──────── Extrait cité

Relire notre critique de la pièce.

 

C’est également en novembre que commencent de nouvelles représentations de Tu te souviendras de moi, gros succès qui sera également présentée en tournée partout au Québec cette année. La pièce de François Archambault, dans laquelle brille Guy Nadon, parle de l’importance de la transmission et de la nécessité de se souvenir et de parfois oublier.  Dans notre critique parue en janvier 2014 sous la plume de Julie Ledoux, nous insistions sur le potentiel hautement émotif de cette pièce qui a fait pleurer de nombreux spectateurs déjà.

Guy Nadon et Emmanuelle Lussier Martinez dans Tu te souviendras de moi / Crédit: Suzanne O'Neill
Guy Nadon et Emmanuelle Lussier Martinez dans Tu te souviendras de moi / Crédit: Suzanne O’Neill

 

Fini les contes urbains: le Théâtre Urbi et Orbi inaugure cette année une nouvelle formule de spectacle du temps des Fêtes avec la Foirée montréalaise, concept vaguement inspiré des Soirées canadiennes d’antan, où l' »on visite chaque année un arrondissement différent de Montréal, pour en entendre les auteux, écriveux, poèmeux, drameux, chanteux, conteux, plaisureux, racorneux, bilbocheux, jouisseux, barbeux… »

La Licorne nous fera ensuite découvrir une nouvelle auteure, Nathalie Doummar, avec la pièce Coco, mise en scène par Mathieu QuesnelCoco, c’est une rencontre avec une gang de filles. Une comédie dramatique qui se penche ouvertement sur nos différents rapports à l’amour: de la naïveté à la sexualité précoce, de l’abstinence aux aventures débridées, du romantisme à l’infidélité, des désirs aux désillusions, en passant par l’homosexualité, la solitude, l’image corporelle et, surtout, le rêve de la maternité. Au fil des ans, sans trop s’en apercevoir, ces amies ont tissé entre elles la plus solide des relations amoureuses, celle qui survit au-delà de la mort.

────────────────
──────── Matériel fourni

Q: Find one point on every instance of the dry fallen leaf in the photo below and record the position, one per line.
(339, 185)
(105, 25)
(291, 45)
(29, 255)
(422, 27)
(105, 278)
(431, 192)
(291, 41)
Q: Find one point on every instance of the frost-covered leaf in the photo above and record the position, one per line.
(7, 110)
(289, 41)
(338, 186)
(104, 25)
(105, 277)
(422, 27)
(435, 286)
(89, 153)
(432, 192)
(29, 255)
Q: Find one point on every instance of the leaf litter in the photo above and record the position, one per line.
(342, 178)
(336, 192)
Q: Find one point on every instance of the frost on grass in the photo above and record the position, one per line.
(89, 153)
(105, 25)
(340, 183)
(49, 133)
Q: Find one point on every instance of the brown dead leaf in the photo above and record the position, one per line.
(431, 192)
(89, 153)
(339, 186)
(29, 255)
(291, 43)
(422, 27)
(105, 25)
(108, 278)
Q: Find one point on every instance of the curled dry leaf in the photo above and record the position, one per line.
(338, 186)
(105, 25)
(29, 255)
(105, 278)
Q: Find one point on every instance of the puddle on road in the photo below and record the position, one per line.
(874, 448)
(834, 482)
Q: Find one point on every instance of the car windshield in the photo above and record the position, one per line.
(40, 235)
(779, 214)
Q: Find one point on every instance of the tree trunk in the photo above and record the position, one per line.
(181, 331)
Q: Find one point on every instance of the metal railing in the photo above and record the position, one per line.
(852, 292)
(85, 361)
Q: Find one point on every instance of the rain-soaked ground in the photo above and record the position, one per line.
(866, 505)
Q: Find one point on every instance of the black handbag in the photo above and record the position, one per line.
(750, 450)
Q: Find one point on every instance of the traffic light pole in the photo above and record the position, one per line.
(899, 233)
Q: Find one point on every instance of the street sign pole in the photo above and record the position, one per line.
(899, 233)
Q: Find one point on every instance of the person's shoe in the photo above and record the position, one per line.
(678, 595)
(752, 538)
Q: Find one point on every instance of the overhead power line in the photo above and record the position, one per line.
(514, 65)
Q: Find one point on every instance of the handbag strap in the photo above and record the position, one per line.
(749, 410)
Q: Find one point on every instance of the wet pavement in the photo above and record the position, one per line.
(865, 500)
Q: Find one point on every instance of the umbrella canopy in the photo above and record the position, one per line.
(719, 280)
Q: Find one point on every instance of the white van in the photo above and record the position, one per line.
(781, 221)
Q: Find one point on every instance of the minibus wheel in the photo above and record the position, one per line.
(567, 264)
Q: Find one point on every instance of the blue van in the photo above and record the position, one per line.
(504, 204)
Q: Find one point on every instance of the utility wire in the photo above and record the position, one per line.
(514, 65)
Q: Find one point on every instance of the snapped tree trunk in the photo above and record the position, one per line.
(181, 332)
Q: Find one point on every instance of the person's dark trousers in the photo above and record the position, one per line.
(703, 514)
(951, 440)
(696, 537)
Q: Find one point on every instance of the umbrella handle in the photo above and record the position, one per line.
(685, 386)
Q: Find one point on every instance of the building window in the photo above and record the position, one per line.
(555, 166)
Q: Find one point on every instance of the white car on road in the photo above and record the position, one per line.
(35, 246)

────────────────

### Consignes
**A.** Répondez aux questions suivantes à partir de l'extrait sur les pièces de théâtre :
(i) Qui a signé la critique de Tu te souviendras de moi parue en janvier 2014 ?
(ii) Quelle formule de spectacle le Théâtre Urbi et Orbi abandonne-t-il cette année ?
(iii) Quelle nouvelle auteure La Licorne fera-t-elle découvrir ?
**B.** Poursuivez l'extrait sur les pièces de théâtre à partir de sa dernière phrase.
Le matériel fourni forme un ensemble distinct de l'extrait.

### Réponses
**A.**
(i) Julie Ledoux
(ii) Les contes urbains
(iii) Nathalie Doummar

**B.**
Le brillant metteur en scène Marc Beaupré ose une première collaboration avec Porte Parole, chef de file du théâtre documentaire à Montréal, dans Fredy,  une pièce qui revient sur les événements ayant entouré la mort du jeune Fredy Villanueva à Montréal-Nord en 2008. L’auteure Annabel Soutar nous présente ici le fruit de l’enquête rigoureuse qu’elle a menée sur cette affaire hypermédiatisée. Sa pièce documentaire nous éclaire sur l’impact qu’a eu ce drame sur la vie des citoyens et sur des questions d’actualité telles que le profilage racial, la violence policière et la difficulté d’intégration des immigrants.

En avril, les Éternels Pigistes mettent en scène leur propre mort dans La mort des Éternels, un texte d’Isabelle Vincent dans une mise en scène de Claude Desrosiers. Christian, Marie, Pier et Isabelle entreprennent une grande traversée en voilier. Un spectacle ultime: leur suicide artistique. Sans les prévenir, les fantômes de leurs quatre parents respectifs s’embarquent avec eux. Cauchemar! Les Éternels pigistes décident alors de se débarrasser des quatre vieillards devenus encombrants dans leur vie…

Duncan MacMillan
Duncan MacMillan

Suivra Des arbres, de Duncan MacMillan, dans une mise en scène de Benoît Vermeulen. Un couple dans la trentaine attend patiemment dans la file d’un IKEA. Lorsqu’il avance l’idée d’avoir un enfant, elle semble prise au dépourvu. Ils repartent du magasin les mains vides, mais avec un paquet de questions. En ces temps d’austérité, d’incertitude politique et de changements climatiques, est-ce vraiment une bonne idée de mettre quelqu’un au monde? D’un autre côté, la race humaine se reproduit depuis 7500 générations sans trop se poser de questions… Que risquent-ils de détruire en premier, la planète ou leur relation de couple?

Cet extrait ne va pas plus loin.